GIVEN INSTRUCTION.
Count the lines in the records below that contain the string "tree", with case counting, and reply with only that number.

Lines of data.

□ □ □ □ □ □ □

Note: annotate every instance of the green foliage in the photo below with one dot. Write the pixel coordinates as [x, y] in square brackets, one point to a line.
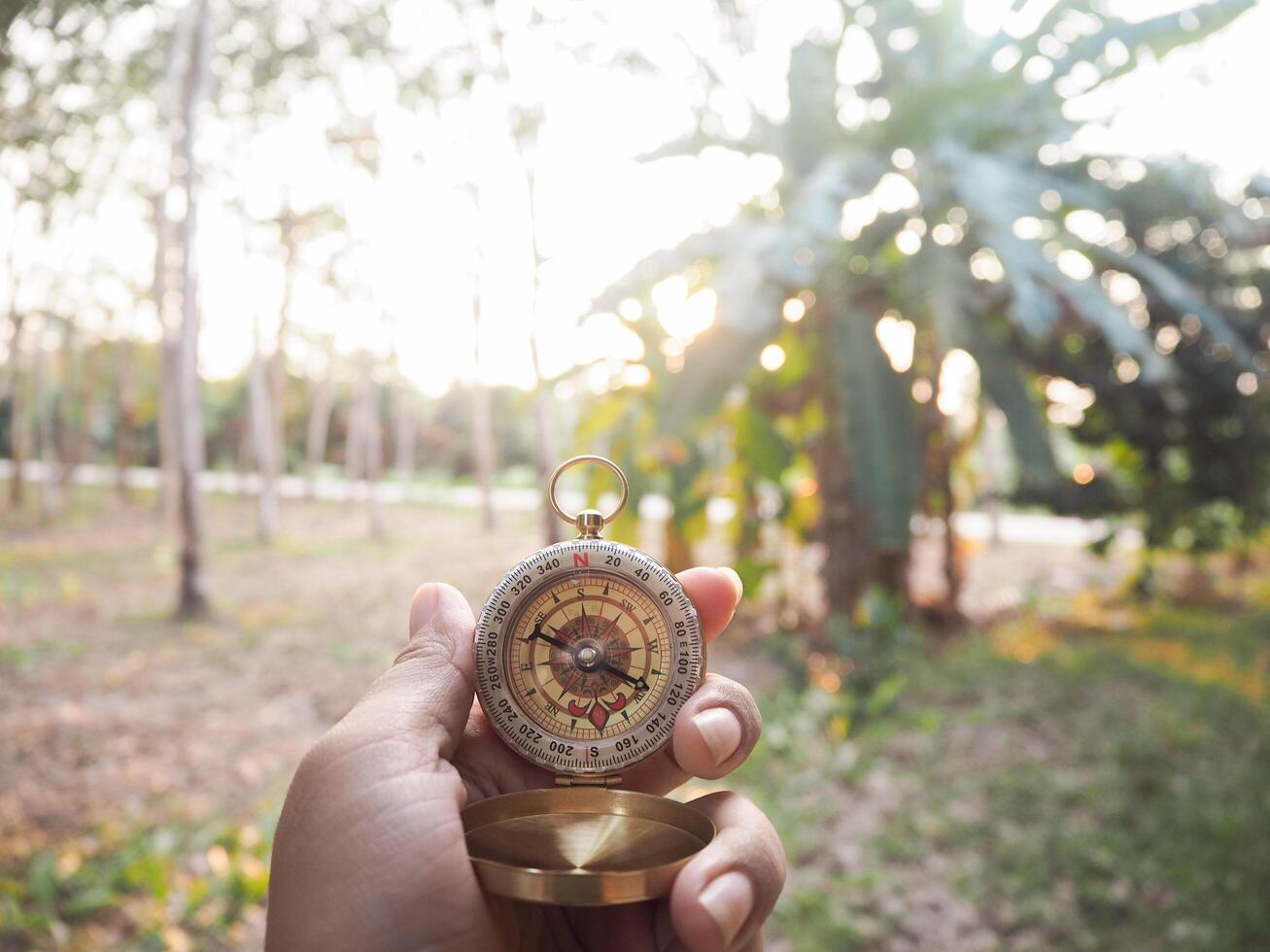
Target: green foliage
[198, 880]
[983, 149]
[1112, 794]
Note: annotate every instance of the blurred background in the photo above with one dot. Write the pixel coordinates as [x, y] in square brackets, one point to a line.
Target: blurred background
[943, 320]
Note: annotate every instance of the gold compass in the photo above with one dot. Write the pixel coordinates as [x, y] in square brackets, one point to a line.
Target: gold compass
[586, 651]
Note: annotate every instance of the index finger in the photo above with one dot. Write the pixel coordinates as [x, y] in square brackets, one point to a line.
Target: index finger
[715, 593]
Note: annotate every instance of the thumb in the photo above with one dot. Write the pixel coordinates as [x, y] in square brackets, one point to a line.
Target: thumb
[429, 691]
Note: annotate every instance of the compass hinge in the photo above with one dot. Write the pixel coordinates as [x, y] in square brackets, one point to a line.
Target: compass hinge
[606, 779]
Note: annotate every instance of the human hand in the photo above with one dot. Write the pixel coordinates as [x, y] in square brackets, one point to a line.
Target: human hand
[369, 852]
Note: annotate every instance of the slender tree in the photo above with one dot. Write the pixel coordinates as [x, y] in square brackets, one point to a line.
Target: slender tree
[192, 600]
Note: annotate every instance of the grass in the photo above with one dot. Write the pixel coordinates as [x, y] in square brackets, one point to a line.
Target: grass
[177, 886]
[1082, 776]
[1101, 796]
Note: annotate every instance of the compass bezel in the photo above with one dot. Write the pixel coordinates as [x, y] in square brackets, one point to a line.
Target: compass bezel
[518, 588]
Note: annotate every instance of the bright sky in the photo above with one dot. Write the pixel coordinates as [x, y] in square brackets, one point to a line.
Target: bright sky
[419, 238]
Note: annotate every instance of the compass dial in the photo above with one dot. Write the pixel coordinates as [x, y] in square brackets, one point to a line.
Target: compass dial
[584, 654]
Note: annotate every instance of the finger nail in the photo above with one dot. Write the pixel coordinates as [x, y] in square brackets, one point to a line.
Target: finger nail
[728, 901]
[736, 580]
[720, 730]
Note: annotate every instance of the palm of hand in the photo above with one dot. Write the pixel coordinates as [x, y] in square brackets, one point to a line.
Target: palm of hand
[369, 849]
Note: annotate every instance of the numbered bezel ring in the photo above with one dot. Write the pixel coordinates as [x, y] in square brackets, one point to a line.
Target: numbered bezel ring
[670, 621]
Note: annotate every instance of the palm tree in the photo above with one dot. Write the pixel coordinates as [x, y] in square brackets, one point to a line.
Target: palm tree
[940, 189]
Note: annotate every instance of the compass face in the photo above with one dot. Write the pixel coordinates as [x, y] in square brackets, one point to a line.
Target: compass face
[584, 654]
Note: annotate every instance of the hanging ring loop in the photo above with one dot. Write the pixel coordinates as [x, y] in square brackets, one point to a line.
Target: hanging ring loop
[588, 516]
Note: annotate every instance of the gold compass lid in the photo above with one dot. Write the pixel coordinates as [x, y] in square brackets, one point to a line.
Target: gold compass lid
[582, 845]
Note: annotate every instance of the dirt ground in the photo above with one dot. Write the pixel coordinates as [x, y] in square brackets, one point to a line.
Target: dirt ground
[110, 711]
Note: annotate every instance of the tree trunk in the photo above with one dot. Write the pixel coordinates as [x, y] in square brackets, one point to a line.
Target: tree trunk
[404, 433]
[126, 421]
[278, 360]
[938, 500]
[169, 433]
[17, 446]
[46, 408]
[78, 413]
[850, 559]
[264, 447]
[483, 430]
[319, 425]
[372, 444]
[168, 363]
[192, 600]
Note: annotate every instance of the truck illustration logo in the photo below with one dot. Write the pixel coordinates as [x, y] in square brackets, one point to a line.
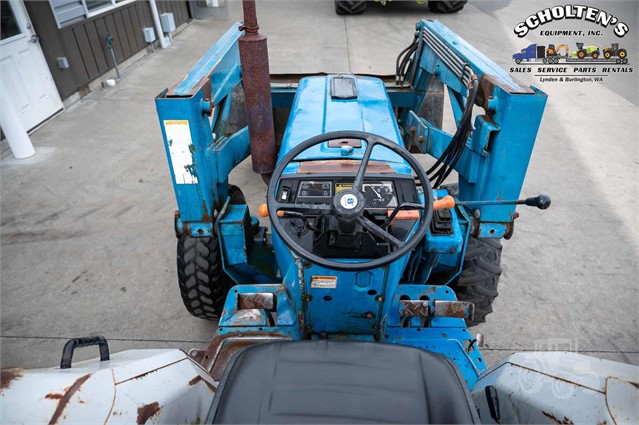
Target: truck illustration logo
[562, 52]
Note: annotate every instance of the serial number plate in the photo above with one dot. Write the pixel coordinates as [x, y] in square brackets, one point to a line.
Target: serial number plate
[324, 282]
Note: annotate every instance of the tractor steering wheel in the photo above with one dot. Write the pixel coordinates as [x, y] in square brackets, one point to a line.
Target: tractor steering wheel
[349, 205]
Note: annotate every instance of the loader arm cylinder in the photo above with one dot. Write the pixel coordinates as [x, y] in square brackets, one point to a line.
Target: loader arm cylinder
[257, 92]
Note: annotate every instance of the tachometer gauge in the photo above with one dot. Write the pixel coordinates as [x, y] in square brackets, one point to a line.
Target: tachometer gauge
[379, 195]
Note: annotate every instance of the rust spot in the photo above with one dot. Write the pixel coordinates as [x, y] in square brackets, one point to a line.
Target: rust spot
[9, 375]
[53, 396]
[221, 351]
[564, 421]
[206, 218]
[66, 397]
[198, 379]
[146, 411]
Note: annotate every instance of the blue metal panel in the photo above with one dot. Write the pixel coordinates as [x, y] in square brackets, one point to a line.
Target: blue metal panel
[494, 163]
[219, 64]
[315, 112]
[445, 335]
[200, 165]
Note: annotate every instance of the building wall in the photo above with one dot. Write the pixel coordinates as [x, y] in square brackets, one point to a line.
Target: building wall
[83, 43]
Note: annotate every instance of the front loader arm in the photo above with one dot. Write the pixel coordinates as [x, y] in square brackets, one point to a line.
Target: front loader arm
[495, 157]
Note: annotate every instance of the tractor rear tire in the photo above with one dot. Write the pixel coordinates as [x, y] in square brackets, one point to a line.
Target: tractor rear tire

□ □ □ □ □ □ □

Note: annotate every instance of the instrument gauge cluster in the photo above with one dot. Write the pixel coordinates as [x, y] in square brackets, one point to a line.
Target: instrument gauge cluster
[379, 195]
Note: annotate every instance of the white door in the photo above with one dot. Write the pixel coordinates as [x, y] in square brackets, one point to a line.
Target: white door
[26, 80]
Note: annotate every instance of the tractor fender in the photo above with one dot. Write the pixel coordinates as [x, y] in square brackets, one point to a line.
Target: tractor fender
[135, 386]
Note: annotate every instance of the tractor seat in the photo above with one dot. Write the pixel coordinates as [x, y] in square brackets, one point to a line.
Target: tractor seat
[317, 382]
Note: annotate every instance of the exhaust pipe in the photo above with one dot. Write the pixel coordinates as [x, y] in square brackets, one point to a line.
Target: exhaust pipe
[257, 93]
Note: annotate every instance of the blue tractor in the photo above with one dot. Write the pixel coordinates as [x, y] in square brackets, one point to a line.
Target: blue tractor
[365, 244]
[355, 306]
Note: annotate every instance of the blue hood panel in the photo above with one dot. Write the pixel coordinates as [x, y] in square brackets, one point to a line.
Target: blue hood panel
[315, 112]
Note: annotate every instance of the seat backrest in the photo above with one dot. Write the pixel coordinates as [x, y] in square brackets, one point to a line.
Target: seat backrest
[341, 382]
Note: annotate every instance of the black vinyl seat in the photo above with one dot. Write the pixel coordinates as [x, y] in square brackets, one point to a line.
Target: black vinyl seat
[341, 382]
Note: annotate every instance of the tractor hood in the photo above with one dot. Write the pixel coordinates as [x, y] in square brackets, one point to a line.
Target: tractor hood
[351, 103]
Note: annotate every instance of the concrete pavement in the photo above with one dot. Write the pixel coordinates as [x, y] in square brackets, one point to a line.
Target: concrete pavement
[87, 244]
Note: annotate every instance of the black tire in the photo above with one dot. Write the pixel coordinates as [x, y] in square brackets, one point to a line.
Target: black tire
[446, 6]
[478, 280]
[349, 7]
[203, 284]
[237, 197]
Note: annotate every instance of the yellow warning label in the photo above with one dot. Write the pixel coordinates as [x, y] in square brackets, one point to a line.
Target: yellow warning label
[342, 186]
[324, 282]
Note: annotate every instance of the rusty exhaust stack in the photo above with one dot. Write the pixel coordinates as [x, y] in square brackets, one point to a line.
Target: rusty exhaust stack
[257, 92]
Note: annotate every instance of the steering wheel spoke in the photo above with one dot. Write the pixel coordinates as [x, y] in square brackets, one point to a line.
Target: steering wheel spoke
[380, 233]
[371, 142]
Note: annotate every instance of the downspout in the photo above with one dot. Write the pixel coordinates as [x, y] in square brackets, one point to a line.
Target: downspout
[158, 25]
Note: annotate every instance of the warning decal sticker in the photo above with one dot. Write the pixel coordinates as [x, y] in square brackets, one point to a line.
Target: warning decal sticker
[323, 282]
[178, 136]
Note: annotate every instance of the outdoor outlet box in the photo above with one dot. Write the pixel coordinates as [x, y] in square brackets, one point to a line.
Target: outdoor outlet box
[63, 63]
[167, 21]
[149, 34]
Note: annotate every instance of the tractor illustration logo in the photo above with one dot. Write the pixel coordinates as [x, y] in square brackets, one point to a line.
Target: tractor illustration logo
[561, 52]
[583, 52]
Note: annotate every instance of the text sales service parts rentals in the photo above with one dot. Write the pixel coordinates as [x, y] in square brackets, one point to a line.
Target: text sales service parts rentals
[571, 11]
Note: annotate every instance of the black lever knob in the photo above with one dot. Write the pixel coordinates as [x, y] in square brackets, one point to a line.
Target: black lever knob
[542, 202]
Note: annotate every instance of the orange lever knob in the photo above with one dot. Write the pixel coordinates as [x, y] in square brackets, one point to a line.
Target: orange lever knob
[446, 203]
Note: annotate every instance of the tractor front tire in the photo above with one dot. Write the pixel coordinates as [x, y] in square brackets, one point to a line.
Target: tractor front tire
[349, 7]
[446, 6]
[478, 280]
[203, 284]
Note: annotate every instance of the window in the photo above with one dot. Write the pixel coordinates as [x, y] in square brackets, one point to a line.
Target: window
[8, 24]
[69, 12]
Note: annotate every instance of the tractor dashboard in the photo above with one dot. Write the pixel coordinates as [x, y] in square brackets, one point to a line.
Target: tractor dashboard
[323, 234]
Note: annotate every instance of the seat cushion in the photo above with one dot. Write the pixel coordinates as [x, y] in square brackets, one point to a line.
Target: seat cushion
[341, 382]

□ □ □ □ □ □ □

OUTPUT FOR THIS EXERCISE.
6